José Ramos-Horta, antigo presente de Timor-Leste, pede aos juízes que os dois portugueses retidos no país há quase três anos sejam absolvidos das acusações dos crimes de peculato e branqueamento de capitais pelos quais estão a ser julgados. A eurodeputada Ana Gomes também diz que o casal “não é responsável” pelas acusações que lhe são imputadas e afirma temer que o processo esteja a ser usado “para ajustes de contas políticos”.

Na passada quinta-feira o casal Tiago e Fong Fong Guerra viram adiada a leitura da sentença pela quarta vez, desta feita por o colectivo de juízes ter decretado uma alteração da qualificação jurídica da acusação, num aspecto central no caso.

**Orientação 1**.
Responda, com base no texto sobre o julgamento em Timor-Leste:
(a) De que crimes são acusados os dois portugueses?
(b) Que receio afirma ter a eurodeputada Ana Gomes em relação ao processo?
(c) Que decisão do colectivo de juízes levou ao último adiamento da leitura da sentença?
**Orientação 2**.
Prossiga o texto sobre o julgamento do casal Guerra em Timor-Leste a partir do ponto em que termina.

Entradas de anotação de caixas delimitadoras
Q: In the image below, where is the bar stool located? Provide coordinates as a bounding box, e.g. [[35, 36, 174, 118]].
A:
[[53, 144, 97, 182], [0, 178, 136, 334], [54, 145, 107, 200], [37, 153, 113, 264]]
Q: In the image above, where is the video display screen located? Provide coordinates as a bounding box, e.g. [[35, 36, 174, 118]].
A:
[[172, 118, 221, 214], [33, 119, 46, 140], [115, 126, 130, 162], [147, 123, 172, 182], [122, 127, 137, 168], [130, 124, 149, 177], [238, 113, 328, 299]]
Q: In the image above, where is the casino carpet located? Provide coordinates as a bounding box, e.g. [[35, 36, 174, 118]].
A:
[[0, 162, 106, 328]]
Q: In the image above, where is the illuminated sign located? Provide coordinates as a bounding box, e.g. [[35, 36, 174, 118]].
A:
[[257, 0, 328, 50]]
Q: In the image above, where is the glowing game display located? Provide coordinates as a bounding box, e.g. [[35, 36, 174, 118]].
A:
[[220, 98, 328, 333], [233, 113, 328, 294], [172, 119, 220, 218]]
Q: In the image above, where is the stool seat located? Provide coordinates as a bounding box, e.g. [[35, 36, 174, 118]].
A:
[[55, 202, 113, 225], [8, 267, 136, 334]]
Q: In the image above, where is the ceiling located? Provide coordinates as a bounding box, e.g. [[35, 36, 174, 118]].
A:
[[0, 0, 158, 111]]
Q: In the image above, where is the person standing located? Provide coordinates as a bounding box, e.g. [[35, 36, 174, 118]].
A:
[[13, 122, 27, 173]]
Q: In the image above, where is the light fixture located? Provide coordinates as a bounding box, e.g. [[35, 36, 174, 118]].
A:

**Resposta 1**.
(a) De peculato e branqueamento de capitais.
(b) Teme que o processo esteja a ser usado "para ajustes de contas políticos".
(c) O colectivo de juízes decretou uma alteração da qualificação jurídica da acusação, num aspecto central no caso.

**Resposta 2**.
Na sexta-feira, Ramos-Horta, que já tinha feito várias declarações públicas em defesa do casal, num comentário no Facebook afirmou que “os meritíssimos juízes do Tribunal Distrital de Díli fariam justiça, na total dimensão da justiça, se declararem o casal Guerra inocente”.

Tiago e Fong Fong Guerra foram detidos no Aeroporto de Díli a 18 de Outubro de 2014. Tiago esteve em prisão preventiva até 16 de Junho de 2015. A partir daqui, o casal ficou com termo de identidade e residência, com obrigação de se apresentar às autoridades semanalmente, e impedido de sair do país. Depois de adiada por quatro vezes, a leitura da sentença terá agora lugar até ao dia 24 deste mês.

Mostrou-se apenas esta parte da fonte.